Required work: Reproduce nothing but the closing run of lines: the line with "rear wheel, each" and each line that follows it to the end of the data.

Start of Entries

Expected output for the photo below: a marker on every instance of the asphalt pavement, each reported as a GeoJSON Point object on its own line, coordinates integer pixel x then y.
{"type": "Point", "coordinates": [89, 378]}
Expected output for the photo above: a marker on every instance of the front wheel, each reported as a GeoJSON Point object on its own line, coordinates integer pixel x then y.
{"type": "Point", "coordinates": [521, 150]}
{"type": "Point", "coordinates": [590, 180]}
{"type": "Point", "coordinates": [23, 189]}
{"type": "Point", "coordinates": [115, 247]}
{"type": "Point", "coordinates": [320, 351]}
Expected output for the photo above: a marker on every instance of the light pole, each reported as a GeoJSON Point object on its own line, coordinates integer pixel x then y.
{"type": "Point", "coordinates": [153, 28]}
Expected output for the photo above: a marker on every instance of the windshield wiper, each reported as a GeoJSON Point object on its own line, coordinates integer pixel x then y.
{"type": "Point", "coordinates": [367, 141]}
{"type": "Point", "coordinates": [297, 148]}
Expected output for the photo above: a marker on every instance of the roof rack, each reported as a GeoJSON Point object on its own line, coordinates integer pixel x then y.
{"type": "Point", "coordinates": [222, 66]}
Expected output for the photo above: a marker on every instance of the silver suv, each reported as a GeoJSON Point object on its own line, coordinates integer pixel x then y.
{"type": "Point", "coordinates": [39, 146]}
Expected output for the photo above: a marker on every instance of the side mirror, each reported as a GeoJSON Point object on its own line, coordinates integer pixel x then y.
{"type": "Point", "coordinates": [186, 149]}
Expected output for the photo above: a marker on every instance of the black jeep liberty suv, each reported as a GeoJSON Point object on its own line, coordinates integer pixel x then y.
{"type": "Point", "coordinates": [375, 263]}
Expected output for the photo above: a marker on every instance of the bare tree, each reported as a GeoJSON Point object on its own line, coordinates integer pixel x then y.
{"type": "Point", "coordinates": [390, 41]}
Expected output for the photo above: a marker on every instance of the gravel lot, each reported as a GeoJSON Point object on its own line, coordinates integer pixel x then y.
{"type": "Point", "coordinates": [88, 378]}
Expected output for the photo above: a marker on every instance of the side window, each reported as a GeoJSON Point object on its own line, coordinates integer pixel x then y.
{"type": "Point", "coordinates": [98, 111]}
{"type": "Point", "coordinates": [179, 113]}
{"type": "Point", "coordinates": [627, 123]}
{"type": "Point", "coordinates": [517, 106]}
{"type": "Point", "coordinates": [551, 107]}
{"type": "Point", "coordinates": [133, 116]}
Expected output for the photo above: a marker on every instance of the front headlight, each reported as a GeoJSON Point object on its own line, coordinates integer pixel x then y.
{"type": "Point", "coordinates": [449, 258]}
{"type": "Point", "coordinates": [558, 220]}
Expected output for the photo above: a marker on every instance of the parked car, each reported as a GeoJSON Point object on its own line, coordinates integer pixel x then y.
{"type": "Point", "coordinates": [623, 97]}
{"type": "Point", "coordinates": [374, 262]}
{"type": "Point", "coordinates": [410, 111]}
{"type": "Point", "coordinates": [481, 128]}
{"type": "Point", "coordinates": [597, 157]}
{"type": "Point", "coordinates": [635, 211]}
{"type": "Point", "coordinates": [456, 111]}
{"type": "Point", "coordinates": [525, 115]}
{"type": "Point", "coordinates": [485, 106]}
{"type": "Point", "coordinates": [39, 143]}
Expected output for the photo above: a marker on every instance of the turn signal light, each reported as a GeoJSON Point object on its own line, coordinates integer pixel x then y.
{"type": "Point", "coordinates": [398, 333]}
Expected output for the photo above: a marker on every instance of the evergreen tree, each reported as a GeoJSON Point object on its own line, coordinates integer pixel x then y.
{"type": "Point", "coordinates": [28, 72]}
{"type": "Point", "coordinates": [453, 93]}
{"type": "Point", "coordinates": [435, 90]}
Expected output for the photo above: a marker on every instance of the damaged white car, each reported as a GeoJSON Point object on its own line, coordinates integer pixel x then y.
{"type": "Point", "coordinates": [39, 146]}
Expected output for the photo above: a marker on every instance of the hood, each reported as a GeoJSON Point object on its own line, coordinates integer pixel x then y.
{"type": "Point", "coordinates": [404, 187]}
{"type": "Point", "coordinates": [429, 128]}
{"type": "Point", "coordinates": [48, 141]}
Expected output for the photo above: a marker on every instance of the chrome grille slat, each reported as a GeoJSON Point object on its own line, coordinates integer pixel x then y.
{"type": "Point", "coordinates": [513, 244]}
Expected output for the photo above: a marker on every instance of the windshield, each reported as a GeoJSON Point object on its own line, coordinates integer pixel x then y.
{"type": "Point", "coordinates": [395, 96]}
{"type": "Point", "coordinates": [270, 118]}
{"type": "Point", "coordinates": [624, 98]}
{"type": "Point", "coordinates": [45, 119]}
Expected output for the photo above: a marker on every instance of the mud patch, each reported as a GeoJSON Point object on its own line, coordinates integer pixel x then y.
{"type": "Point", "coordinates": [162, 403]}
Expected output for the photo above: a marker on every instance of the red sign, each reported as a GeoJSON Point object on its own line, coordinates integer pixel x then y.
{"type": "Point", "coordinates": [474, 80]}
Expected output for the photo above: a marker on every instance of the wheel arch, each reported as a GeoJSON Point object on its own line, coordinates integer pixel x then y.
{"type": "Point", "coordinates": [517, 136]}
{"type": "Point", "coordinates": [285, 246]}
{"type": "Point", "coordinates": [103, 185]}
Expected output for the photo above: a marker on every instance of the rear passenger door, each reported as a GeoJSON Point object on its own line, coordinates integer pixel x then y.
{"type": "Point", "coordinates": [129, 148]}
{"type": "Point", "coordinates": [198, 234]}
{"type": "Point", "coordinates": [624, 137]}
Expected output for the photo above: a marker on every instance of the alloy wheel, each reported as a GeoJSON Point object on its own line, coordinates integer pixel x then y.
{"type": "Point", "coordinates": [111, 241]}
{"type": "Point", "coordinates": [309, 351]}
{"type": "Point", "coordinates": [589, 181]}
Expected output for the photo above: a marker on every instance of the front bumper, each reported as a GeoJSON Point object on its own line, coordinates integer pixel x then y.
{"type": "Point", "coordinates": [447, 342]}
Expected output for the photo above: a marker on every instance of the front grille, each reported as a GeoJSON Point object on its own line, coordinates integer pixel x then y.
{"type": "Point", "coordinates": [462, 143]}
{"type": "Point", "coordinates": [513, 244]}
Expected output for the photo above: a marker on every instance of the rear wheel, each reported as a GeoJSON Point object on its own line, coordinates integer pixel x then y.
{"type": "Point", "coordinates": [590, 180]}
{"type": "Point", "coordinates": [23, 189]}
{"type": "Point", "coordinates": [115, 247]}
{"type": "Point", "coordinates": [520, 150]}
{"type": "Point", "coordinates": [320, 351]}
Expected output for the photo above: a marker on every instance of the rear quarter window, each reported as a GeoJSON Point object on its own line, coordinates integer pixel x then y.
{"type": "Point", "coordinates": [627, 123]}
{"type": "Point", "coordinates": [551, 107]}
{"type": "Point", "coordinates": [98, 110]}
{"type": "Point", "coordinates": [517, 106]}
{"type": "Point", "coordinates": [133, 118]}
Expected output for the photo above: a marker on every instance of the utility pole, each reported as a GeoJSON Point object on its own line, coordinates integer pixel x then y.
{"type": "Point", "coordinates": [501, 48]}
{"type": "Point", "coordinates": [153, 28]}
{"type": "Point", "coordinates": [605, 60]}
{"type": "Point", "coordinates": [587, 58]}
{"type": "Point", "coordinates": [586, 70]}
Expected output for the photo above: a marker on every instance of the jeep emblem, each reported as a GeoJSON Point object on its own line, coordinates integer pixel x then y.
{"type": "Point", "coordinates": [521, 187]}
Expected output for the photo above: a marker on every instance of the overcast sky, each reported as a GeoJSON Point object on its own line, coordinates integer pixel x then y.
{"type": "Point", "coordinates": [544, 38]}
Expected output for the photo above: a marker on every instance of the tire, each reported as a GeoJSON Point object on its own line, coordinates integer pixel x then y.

End of Entries

Solution below:
Expected output for the photo above: a marker on every instance of the rear wheel, each reported as a GeoJSON Point object on its own line, coordinates integer pixel x then y.
{"type": "Point", "coordinates": [590, 180]}
{"type": "Point", "coordinates": [23, 189]}
{"type": "Point", "coordinates": [115, 247]}
{"type": "Point", "coordinates": [520, 150]}
{"type": "Point", "coordinates": [320, 351]}
Expected output for the photo above: a marker on every instance of the rear quarter window, each reported as a GeoJSON Point object on its own line, coordinates integer pixel x then y.
{"type": "Point", "coordinates": [627, 123]}
{"type": "Point", "coordinates": [551, 107]}
{"type": "Point", "coordinates": [98, 110]}
{"type": "Point", "coordinates": [517, 106]}
{"type": "Point", "coordinates": [133, 118]}
Expected output for the photo above: a marker on every instance of the utility pole, each reported as a GeoJSON Point object on its own line, coordinates integer pixel x then y.
{"type": "Point", "coordinates": [501, 48]}
{"type": "Point", "coordinates": [153, 28]}
{"type": "Point", "coordinates": [605, 60]}
{"type": "Point", "coordinates": [587, 58]}
{"type": "Point", "coordinates": [586, 70]}
Expected output for the photo above: a marker on every instance of the jeep emblem, each reported as a GeoJSON Point object on its own line, coordinates integer pixel x then y.
{"type": "Point", "coordinates": [521, 187]}
Expected output for the photo above: a marker on every instance of the overcast sky, each reported as a GeoJSON Point object on its own line, coordinates integer pixel x then y.
{"type": "Point", "coordinates": [544, 38]}
Expected output for the photo above: a marker on every instance of the tire, each reported as a GeoJSON Point object on its own line, coordinates integer pixel x then y.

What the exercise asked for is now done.